[Text provided]

The UK's Aviation regulator has found that Honeywell's emergency locator beacon was responsible for the fire in the Ethiopian Airlines 787 at Heathrow last week. The AAIB is calling for the disabling of the ELT from all 787s and a review of the use of lithium ELTs on all other plane models. While this might, at first, seem like a negative for the stock price of Honeywell (and indeed was), given the surreality in which we live, it did not take long for the price of HON shares to not only rebound but to rally above where they were when the news hit. What could possibly go wrong?
Aviation regulators should conduct a safety review of lithium-powered emergency locator beacons in all aircraft types, said a British report into a fire on a Boeing Dreamliner jet in London.
The report, published on Thursday, said the fire occurred in the upper portion of the rear fuselage where the Dreamliner's emergency locator transmitter (ELT) device, made by U.S. firm Honeywell, is located.
The AAIB also recommended that the U.S. Federal Aviation Administration ensure the power is turned off in all Honeywell-made ELT systems in Boeing Dreamliners. A source close to the probe said this could mean removing the ELT's batteries.
"Detailed examination of the ELT has shown some indications of disruption to the battery cells. It is not clear however, whether the combustion in the area of the ELT was initiated by a release of energy within the batteries or by an external mechanism such as an electrical short," AAIB said in the report, known as a special bulletin said.
"In the case of an electrical short, the same batteries could provide the energy for an ignition and suffer damage in the subsequent fire."

[Provided information]
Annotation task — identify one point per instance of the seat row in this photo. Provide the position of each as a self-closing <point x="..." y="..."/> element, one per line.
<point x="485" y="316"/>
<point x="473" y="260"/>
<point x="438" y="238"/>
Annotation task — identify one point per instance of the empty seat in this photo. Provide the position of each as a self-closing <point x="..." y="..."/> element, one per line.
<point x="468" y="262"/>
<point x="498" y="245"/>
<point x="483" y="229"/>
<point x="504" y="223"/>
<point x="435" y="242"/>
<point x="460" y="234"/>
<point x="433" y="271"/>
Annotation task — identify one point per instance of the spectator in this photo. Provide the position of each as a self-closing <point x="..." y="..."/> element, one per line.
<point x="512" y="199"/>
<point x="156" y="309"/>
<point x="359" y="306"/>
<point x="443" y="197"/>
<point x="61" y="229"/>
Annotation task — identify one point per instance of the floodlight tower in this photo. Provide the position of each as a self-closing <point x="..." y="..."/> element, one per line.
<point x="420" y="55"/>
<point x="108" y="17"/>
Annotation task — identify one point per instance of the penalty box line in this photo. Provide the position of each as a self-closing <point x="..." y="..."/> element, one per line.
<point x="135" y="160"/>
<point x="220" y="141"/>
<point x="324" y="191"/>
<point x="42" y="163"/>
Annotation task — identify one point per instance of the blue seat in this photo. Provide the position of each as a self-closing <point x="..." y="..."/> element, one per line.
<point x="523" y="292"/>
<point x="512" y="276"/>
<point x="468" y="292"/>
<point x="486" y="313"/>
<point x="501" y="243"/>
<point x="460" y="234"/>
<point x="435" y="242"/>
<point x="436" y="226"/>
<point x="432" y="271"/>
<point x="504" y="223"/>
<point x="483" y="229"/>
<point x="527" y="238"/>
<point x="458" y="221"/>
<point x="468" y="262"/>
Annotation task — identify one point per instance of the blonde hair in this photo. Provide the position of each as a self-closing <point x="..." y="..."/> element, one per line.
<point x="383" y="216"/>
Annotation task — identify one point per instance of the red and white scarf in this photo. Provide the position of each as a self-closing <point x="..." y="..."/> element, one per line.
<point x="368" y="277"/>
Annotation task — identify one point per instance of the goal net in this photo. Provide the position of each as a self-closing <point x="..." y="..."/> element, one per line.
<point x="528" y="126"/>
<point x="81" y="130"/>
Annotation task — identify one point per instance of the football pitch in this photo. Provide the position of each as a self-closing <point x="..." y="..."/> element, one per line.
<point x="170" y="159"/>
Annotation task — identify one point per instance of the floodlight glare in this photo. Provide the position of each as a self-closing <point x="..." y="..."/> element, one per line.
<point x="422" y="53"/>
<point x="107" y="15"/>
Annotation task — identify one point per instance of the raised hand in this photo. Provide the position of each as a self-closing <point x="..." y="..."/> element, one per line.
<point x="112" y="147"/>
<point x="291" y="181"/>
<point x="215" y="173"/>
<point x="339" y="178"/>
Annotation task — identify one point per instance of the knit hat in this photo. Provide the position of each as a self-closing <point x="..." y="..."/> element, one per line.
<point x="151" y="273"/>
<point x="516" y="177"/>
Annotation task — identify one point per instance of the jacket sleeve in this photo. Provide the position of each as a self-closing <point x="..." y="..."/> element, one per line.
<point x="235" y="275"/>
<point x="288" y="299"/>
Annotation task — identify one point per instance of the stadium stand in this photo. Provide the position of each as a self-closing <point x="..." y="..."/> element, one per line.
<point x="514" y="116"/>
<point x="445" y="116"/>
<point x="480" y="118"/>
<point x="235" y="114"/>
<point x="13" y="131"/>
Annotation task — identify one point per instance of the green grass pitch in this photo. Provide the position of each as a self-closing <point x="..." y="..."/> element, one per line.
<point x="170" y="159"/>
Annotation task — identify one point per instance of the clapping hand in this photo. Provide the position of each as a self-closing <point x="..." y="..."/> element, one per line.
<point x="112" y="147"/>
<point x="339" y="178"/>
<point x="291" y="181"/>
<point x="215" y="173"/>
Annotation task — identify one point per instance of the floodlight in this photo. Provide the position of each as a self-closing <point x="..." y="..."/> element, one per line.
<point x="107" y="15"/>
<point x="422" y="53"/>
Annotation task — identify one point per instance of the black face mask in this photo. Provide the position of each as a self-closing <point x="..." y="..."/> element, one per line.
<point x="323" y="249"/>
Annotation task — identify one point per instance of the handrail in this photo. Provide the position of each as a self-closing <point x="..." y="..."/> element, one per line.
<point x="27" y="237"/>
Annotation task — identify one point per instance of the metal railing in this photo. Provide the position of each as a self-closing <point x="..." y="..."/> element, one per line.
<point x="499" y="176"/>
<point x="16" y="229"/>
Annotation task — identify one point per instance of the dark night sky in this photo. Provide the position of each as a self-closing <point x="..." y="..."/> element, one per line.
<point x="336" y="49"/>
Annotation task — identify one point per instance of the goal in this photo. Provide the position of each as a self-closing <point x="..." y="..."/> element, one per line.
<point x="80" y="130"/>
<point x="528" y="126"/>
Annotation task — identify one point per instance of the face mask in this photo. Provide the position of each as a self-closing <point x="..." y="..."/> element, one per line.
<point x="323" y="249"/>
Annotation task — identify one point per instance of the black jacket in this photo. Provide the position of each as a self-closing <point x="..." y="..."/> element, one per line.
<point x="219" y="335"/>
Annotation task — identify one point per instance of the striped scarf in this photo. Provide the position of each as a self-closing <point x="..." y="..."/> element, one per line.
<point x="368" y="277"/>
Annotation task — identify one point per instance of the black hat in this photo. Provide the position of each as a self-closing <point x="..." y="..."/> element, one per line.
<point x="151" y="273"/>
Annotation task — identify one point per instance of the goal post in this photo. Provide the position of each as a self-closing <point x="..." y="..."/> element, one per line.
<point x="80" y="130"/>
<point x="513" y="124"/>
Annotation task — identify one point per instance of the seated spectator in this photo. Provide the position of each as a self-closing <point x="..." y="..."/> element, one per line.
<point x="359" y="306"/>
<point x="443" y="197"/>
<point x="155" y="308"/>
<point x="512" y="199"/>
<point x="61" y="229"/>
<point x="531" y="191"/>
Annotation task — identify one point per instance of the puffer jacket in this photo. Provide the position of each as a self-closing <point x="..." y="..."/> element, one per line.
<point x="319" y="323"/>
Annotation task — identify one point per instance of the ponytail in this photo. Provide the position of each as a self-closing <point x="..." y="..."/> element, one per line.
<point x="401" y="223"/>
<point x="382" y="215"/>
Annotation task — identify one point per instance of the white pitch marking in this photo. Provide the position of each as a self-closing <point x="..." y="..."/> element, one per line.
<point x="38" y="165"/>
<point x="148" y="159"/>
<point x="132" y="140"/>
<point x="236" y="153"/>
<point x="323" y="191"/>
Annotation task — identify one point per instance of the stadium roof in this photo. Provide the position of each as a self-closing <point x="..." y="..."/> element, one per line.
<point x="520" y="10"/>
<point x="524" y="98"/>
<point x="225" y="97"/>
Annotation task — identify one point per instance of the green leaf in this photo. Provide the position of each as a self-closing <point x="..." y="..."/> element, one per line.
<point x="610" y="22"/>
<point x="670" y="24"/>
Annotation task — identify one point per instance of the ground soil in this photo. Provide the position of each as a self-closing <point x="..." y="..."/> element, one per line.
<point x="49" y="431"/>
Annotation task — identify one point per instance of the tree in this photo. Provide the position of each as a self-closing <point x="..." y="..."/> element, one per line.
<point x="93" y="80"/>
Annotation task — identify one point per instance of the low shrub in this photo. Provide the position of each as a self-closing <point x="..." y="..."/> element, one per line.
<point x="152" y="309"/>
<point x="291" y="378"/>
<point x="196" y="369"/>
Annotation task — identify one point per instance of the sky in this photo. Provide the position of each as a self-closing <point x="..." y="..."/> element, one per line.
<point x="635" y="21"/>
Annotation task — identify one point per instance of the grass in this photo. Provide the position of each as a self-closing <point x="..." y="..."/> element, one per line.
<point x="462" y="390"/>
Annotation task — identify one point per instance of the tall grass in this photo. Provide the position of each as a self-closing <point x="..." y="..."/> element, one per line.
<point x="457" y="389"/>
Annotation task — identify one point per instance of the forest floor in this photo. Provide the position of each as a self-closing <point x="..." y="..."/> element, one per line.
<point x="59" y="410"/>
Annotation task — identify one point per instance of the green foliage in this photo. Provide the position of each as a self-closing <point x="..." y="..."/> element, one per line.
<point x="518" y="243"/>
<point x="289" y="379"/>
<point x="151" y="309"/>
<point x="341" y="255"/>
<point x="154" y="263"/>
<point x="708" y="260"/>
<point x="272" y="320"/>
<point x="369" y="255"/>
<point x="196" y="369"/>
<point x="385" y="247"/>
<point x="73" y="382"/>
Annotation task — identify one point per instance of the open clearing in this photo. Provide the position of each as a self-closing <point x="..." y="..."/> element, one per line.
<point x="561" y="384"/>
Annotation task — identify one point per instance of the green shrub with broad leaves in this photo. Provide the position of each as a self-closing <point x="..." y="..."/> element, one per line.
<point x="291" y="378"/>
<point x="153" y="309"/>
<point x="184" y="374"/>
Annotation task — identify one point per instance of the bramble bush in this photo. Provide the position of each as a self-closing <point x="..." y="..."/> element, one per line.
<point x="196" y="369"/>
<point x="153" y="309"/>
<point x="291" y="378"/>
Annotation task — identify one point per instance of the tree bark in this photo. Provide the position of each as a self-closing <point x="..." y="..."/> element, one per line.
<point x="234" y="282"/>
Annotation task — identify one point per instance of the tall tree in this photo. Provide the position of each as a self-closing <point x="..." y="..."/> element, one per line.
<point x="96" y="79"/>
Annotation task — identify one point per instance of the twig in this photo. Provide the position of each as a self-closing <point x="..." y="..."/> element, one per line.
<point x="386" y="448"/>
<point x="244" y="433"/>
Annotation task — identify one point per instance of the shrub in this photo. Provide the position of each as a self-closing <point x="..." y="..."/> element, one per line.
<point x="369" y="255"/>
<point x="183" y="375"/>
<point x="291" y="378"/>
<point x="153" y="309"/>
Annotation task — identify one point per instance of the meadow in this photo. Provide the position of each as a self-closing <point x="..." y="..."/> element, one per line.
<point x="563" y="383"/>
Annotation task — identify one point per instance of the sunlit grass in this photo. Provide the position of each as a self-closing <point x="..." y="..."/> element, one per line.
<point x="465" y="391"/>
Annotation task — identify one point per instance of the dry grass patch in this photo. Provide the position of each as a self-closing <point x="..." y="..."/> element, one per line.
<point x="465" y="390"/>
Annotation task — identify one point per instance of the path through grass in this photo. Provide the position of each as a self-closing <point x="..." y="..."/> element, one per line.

[Work item]
Copy the Dreamliner fire article between "Aviation regulators should" and "the ELT's batteries.", inclusive, and substitute "Wednesday" for "Thursday". The entries are drawn from a separate source.

[Response to the exercise]
Aviation regulators should conduct a safety review of lithium-powered emergency locator beacons in all aircraft types, said a British report into a fire on a Boeing Dreamliner jet in London.
The report, published on Wednesday, said the fire occurred in the upper portion of the rear fuselage where the Dreamliner's emergency locator transmitter (ELT) device, made by U.S. firm Honeywell, is located.
The AAIB also recommended that the U.S. Federal Aviation Administration ensure the power is turned off in all Honeywell-made ELT systems in Boeing Dreamliners. A source close to the probe said this could mean removing the ELT's batteries.